> _待完成任务_:
1 - 用更简短的文字改写文本段落中以“训练数据应尽可能接近”开头的那一段，保留主要事实。
2 - 把文本段落中从“本页面介绍了如何准备视频训练数据，以便在 Vertex AI”到“Vertex AI 支持以下视频格式来训练模型或请求执行预测（为视频添加注释）。”的这一段一字不差地重新写出来。
3 - 文本段落中，Vertex AI 支持哪些视频格式用于训练模型或请求预测？请全部列出。

> _文本段落_:
************
准备用于对象跟踪的视频训练数据

本页面介绍了如何准备视频训练数据，以便在 Vertex AI 数据集中使用来训练视频对象跟踪模型。

以下各部分介绍数据要求、架构文件以及架构定义的数据导入文件（JSONL 和 CSV）的格式。

或者，您也可以导入尚未添加注解的视频，并在之后使用 Google Cloud 控制台添加注解（请参阅使用 Google Cloud 控制台添加标签）。

数据要求

以下要求适用于用于训练 AutoML 或自定义训练的模型的数据集。

Vertex AI 支持以下视频格式来训练模型或请求执行预测（为视频添加注释）。
- .MOV
- .MPEG4
- .MP4
- .AVI
要在网络控制台中查看视频内容或为视频添加注解，视频必须采用浏览器原生支持的格式。由于并非所有浏览器都以原生方式处理 .MOV 或 .AVI 内容，因此建议使用 .MPEG4 或 .MP4 视频格式。
文件大小的上限为 50 GB（时长不超过 3 小时）。不支持容器中格式错误或时间戳为空的单个视频文件。
每个数据集中的最大标签数限制为 1,000。
您可以向导入文件中的视频分配“ML_USE”标签。在训练时，您可以选择使用这些标签将视频及其对应的注释拆分为“训练”集或“测试”集。对于视频对象跟踪，请注意以下事项：
- 每个数据集中加标签的视频帧数上限为 150,000。
- 每个数据集中加注解的边界框总数上限为 1,000,000。
- 每个注解集中的标签数上限为 1,000。

用于训练 AutoML 模型的视频数据的最佳做法

以下做法适用于用于训练 AutoML 模型的数据集。

训练数据应尽可能接近要对其执行预测的数据。例如，如果您的用例涉及模糊的低分辨率视频（例如，来自监控摄像头的视频），那么您的训练数据应由模糊的低分辨率视频组成。一般来说，您还应该考虑为训练视频提供多种角度、分辨率和背景。
Vertex AI 模型通常不能预测人类无法分配的标签。如果一个人经过训练，仍无法在观看视频 1-2 秒后分配标签，那么模型可能也无法通过训练达到此目的。
如果最常见标签下的视频数量不超过最罕见标签下文档数量的 100 倍，则模型效果最佳。建议移除出现频率较低的标签。对于对象跟踪：
- 边界框大小下限：10×10 像素。
- 对于远远大于 1024×1024 像素的视频帧分辨率，在 AutoML 对象跟踪使用的帧归一化过程中，图片质量可能会在一定程度上受损。
************
> _所给记录_:
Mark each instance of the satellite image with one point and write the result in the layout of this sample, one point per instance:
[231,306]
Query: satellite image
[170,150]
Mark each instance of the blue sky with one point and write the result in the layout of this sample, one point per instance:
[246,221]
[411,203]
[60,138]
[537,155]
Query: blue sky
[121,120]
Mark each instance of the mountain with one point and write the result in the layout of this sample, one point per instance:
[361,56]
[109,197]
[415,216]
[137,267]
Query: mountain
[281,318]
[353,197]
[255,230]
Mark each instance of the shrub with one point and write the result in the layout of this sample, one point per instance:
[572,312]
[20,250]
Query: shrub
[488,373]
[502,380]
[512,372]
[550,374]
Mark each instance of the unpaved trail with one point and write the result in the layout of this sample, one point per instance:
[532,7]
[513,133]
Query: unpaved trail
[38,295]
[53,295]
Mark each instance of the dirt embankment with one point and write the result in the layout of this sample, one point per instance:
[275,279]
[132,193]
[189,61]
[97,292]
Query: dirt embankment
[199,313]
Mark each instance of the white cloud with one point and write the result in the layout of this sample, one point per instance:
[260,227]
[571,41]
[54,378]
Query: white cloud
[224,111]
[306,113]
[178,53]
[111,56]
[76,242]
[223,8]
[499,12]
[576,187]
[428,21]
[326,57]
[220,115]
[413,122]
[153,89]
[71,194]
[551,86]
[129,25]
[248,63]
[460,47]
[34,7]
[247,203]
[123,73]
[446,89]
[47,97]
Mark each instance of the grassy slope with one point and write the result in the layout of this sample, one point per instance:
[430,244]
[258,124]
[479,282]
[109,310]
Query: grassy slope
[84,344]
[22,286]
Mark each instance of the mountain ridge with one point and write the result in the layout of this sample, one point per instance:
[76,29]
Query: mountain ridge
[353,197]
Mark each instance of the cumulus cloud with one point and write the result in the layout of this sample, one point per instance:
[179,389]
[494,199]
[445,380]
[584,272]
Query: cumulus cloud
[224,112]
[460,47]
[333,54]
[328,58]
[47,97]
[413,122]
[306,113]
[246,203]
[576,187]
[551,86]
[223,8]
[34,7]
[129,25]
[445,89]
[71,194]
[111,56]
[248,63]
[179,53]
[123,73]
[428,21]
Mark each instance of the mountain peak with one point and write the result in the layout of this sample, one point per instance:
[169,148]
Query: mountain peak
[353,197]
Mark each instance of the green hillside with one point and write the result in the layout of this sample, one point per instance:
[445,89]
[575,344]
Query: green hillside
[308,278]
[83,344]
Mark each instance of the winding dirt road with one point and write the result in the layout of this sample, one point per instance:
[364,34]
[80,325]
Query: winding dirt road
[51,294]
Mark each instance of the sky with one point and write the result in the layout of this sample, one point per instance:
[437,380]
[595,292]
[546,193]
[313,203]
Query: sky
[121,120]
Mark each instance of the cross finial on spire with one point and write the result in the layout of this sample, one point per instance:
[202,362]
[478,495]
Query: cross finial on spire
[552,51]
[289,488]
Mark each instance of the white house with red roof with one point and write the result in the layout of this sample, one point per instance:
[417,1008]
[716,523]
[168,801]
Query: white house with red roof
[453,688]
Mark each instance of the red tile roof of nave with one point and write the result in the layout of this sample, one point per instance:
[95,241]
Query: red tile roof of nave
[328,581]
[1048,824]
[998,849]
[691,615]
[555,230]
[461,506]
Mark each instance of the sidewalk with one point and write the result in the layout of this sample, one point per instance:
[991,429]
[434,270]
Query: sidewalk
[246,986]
************
> _练习结果_:
1 - 训练数据应与要预测的数据尽量相似。比如用例涉及模糊的低分辨率视频（如监控摄像头视频），训练数据也应由这类视频构成。此外，训练视频一般还应涵盖多种角度、分辨率和背景。

2 -
本页面介绍了如何准备视频训练数据，以便在 Vertex AI 数据集中使用来训练视频对象跟踪模型。

以下各部分介绍数据要求、架构文件以及架构定义的数据导入文件（JSONL 和 CSV）的格式。

或者，您也可以导入尚未添加注解的视频，并在之后使用 Google Cloud 控制台添加注解（请参阅使用 Google Cloud 控制台添加标签）。

数据要求

以下要求适用于用于训练 AutoML 或自定义训练的模型的数据集。

Vertex AI 支持以下视频格式来训练模型或请求执行预测（为视频添加注释）。

3 - .MOV、.MPEG4、.MP4、.AVI